* Problem description *
Quote the news story about Anwar's meeting with the king word for word, starting at the words "Malaysia’s Anwar meets" and stopping after "review the evidence.".

* Source passage *
************

Malaysia’s Anwar meets king in bid to form new government
Malaysian opposition leader Anwar Ibrahim said he presented the king Tuesday with evidence that he has enough support among lawmakers to topple the prime minister and form a new government, an assertion the palace rejected.
Anwar said he showed he has the support of over 120 lawmakers, which would allow him to unseat Prime Minister Muhyiddin Yassin.
Anwar said the monarch pledged to abide by the constitution and would consult leaders from other parties before making a decision. He declined to give details, urging Malaysians to be patient and give the king a chance to review the evidence.
“These documents made it abundantly clear that we have registered a formidable and convincing majority among parliamentarians,” Anwar said at a news conference after the royal meeting. “Prime Minister Muhyiddin Yassin has lost his majority and therefore, it would be appropriate for him to resign.”
After the news conference, however, the palace released a statement denying that Anwar provided evidence of support. It said Anwar only told Sultan Abdullah Sultan Ahmad Shah how many lawmakers supported him but didn’t reveal their identities.
It said the king advised Anwar “to abide by and respect the legal process” based on the constitution.
Muhyiddin, who took power in March after securing enough support in Parliament to unseat Anwar’s reformist alliance, said later Tuesday that he would leave the matter to the king’s judgment.

************

* Material supplied *
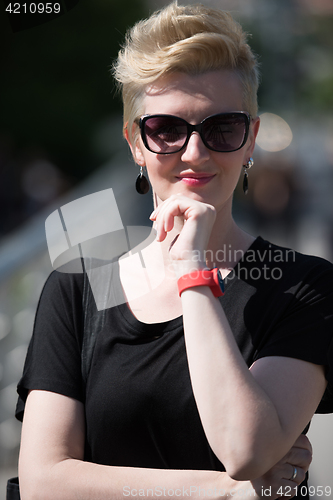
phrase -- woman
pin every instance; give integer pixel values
(184, 379)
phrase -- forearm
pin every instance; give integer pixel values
(75, 479)
(240, 420)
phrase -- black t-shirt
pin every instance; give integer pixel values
(140, 408)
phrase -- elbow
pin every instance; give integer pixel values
(245, 470)
(247, 464)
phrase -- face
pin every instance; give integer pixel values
(195, 171)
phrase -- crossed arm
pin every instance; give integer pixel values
(51, 463)
(263, 415)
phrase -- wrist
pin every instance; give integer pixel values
(211, 278)
(183, 267)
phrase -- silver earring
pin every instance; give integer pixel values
(246, 167)
(141, 183)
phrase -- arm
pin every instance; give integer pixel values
(51, 463)
(251, 417)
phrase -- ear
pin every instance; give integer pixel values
(254, 129)
(136, 147)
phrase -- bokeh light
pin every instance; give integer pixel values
(274, 133)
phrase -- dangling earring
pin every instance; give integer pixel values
(248, 165)
(141, 183)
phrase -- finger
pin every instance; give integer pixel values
(295, 474)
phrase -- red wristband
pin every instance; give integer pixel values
(203, 277)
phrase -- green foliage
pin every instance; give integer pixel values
(55, 84)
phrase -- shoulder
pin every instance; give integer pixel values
(65, 285)
(289, 260)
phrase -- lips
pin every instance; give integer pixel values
(196, 179)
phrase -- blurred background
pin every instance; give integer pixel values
(60, 138)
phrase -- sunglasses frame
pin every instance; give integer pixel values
(195, 128)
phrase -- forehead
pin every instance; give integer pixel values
(187, 95)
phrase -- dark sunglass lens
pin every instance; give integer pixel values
(225, 133)
(165, 134)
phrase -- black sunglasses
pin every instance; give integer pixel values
(167, 134)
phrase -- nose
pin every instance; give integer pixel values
(195, 151)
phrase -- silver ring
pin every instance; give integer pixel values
(293, 477)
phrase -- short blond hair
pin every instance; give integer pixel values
(190, 39)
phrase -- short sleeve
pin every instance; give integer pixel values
(53, 361)
(305, 329)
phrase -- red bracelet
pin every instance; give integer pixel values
(203, 277)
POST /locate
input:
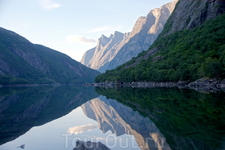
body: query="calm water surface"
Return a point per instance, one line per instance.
(159, 119)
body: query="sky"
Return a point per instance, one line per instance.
(72, 26)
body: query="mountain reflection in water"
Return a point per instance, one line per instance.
(120, 119)
(188, 119)
(154, 118)
(23, 108)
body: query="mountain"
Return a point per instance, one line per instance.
(99, 57)
(190, 47)
(144, 33)
(23, 108)
(120, 119)
(24, 62)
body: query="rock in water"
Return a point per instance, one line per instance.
(80, 145)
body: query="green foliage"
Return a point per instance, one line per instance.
(48, 66)
(188, 119)
(186, 55)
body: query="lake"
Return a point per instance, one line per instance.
(141, 119)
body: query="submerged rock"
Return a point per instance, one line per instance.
(81, 145)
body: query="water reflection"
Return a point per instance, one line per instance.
(188, 119)
(147, 119)
(120, 119)
(23, 108)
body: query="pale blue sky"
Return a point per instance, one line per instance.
(72, 26)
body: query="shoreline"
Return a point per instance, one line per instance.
(206, 85)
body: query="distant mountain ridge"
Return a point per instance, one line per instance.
(128, 45)
(190, 48)
(24, 62)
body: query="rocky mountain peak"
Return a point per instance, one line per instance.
(119, 48)
(188, 16)
(103, 40)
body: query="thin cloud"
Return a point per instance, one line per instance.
(49, 4)
(79, 39)
(81, 129)
(104, 28)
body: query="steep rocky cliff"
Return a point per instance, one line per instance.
(33, 63)
(190, 47)
(120, 119)
(193, 13)
(144, 33)
(107, 47)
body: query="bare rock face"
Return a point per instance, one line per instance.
(119, 48)
(144, 33)
(106, 49)
(80, 145)
(192, 13)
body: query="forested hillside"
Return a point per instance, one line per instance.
(188, 53)
(23, 62)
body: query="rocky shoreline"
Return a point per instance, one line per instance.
(207, 85)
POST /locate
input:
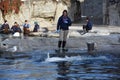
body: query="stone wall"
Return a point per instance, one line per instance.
(93, 9)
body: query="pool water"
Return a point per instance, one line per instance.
(41, 67)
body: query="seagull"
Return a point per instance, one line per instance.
(13, 49)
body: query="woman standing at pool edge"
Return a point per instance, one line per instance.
(63, 25)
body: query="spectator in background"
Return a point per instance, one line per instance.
(5, 28)
(88, 25)
(16, 28)
(36, 27)
(26, 27)
(63, 26)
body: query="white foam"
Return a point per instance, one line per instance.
(66, 58)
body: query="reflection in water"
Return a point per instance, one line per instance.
(35, 68)
(63, 69)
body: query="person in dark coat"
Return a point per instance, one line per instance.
(88, 26)
(36, 27)
(16, 28)
(5, 29)
(63, 26)
(26, 27)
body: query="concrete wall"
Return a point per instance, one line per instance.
(93, 9)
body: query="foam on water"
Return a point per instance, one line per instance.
(73, 58)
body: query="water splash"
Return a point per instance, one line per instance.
(73, 58)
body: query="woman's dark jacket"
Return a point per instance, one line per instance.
(64, 23)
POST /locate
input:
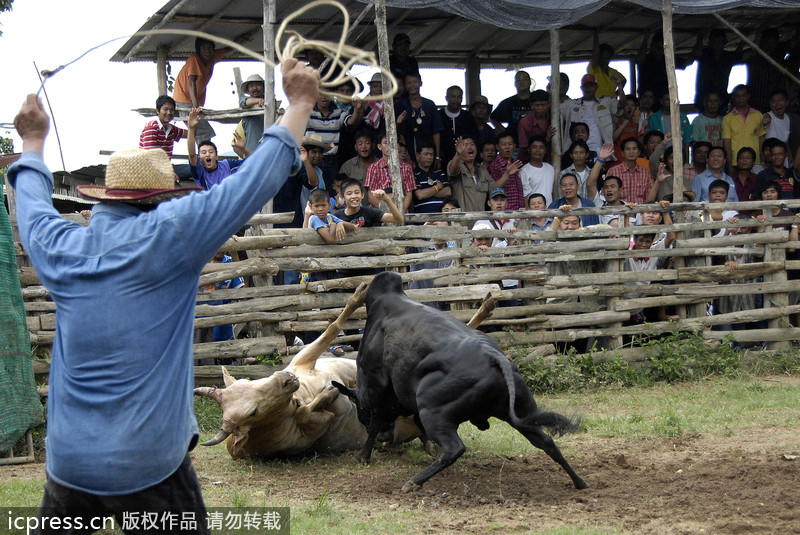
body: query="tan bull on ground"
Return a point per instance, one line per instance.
(296, 410)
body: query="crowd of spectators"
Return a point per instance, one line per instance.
(617, 148)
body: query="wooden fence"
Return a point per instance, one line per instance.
(572, 284)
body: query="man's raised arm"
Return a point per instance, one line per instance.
(301, 85)
(32, 124)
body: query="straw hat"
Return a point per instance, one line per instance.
(142, 176)
(315, 140)
(687, 194)
(480, 99)
(250, 79)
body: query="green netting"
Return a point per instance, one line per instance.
(20, 408)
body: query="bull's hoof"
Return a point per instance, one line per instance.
(432, 448)
(410, 486)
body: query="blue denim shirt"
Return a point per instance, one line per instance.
(119, 414)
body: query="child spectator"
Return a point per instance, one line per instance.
(537, 201)
(366, 216)
(218, 333)
(505, 169)
(252, 127)
(488, 154)
(436, 245)
(627, 125)
(579, 151)
(578, 131)
(571, 199)
(311, 154)
(356, 167)
(643, 242)
(718, 192)
(737, 302)
(211, 170)
(191, 82)
(743, 176)
(329, 227)
(498, 200)
(160, 133)
(337, 201)
(380, 179)
(432, 185)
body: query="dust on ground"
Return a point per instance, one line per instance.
(743, 483)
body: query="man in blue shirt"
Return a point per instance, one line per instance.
(120, 419)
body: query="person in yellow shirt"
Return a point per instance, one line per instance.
(742, 127)
(608, 79)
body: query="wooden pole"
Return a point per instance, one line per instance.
(473, 88)
(388, 104)
(674, 103)
(161, 70)
(756, 48)
(555, 106)
(268, 29)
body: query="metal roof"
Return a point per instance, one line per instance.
(453, 31)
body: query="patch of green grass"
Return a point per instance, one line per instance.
(675, 357)
(22, 493)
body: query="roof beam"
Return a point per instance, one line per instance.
(209, 21)
(144, 39)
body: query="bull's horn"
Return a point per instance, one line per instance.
(207, 391)
(222, 435)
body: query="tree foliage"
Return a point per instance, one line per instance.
(5, 5)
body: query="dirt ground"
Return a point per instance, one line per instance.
(741, 484)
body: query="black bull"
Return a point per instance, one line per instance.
(416, 360)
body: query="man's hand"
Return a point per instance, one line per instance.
(300, 83)
(339, 231)
(238, 141)
(194, 118)
(606, 151)
(32, 124)
(513, 167)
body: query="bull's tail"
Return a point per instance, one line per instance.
(508, 374)
(558, 424)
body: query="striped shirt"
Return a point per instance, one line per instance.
(378, 176)
(327, 127)
(513, 186)
(636, 182)
(156, 136)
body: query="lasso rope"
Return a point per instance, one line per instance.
(341, 54)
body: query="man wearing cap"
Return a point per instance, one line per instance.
(469, 181)
(400, 63)
(598, 113)
(457, 123)
(120, 411)
(191, 82)
(326, 122)
(513, 109)
(252, 127)
(480, 110)
(608, 79)
(536, 123)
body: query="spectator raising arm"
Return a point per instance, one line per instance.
(394, 215)
(192, 122)
(606, 151)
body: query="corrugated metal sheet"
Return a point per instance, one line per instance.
(447, 32)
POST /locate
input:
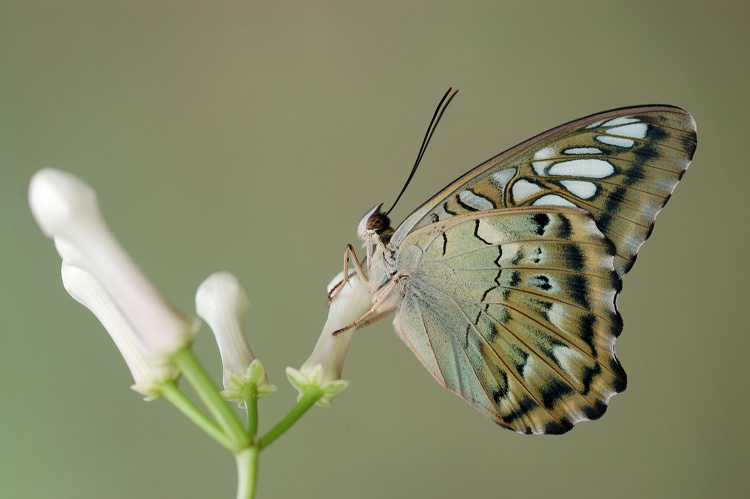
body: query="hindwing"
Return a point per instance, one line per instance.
(514, 310)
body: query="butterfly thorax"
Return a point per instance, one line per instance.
(375, 232)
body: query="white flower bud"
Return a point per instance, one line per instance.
(67, 211)
(89, 292)
(222, 302)
(324, 367)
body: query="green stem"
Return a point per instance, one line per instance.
(210, 396)
(250, 396)
(170, 392)
(311, 395)
(247, 472)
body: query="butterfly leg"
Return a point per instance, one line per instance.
(348, 254)
(386, 291)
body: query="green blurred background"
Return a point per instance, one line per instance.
(252, 136)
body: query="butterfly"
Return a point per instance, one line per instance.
(504, 284)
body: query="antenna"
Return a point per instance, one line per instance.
(427, 136)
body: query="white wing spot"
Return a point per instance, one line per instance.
(582, 150)
(621, 121)
(539, 166)
(636, 130)
(474, 201)
(523, 189)
(545, 153)
(553, 200)
(580, 188)
(557, 316)
(592, 168)
(615, 141)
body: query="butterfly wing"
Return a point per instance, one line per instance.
(514, 310)
(621, 166)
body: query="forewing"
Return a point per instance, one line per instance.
(514, 310)
(621, 166)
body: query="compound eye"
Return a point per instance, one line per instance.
(378, 222)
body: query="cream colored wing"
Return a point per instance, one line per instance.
(514, 310)
(621, 166)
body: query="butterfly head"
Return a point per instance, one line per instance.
(374, 223)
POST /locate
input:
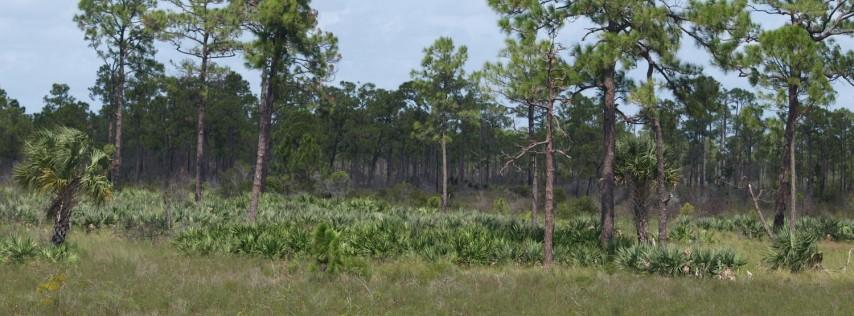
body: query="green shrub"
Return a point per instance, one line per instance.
(20, 250)
(687, 210)
(671, 261)
(329, 255)
(500, 206)
(794, 251)
(434, 201)
(582, 206)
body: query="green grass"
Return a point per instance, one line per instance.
(128, 258)
(119, 276)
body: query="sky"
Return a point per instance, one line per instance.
(381, 41)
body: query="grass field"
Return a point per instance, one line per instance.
(117, 271)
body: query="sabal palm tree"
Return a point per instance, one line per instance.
(637, 167)
(64, 162)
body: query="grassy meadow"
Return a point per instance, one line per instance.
(147, 252)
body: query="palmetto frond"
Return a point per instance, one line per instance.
(59, 158)
(636, 162)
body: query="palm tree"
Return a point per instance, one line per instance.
(63, 162)
(637, 167)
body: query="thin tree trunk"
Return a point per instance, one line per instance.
(532, 172)
(549, 205)
(200, 132)
(266, 112)
(120, 104)
(661, 183)
(609, 137)
(444, 173)
(786, 189)
(639, 199)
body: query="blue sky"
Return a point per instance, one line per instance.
(381, 42)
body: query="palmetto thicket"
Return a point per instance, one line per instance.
(64, 162)
(637, 166)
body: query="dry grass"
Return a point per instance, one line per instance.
(119, 276)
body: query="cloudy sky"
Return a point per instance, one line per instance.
(381, 42)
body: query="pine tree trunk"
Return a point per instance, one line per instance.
(200, 132)
(266, 112)
(661, 183)
(609, 137)
(532, 172)
(120, 104)
(444, 173)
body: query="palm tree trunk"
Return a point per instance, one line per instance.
(639, 195)
(786, 189)
(610, 143)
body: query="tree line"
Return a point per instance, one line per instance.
(549, 112)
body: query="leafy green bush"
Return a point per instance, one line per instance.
(582, 206)
(329, 255)
(671, 261)
(686, 231)
(796, 252)
(434, 201)
(18, 250)
(500, 206)
(687, 210)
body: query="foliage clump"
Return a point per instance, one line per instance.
(19, 250)
(672, 261)
(795, 251)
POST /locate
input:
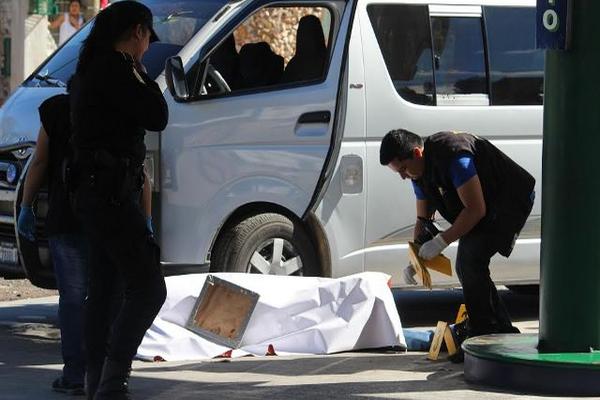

************

* Solution to the problem *
Malaysia’s Anwar meets king in bid to form new government
Malaysian opposition leader Anwar Ibrahim said he presented the king Tuesday with evidence that he has enough support among lawmakers to topple the prime minister and form a new government, an assertion the palace rejected.
Anwar said he showed he has the support of over 120 lawmakers, which would allow him to unseat Prime Minister Muhyiddin Yassin.
Anwar said the monarch pledged to abide by the constitution and would consult leaders from other parties before making a decision. He declined to give details, urging Malaysians to be patient and give the king a chance to review the evidence.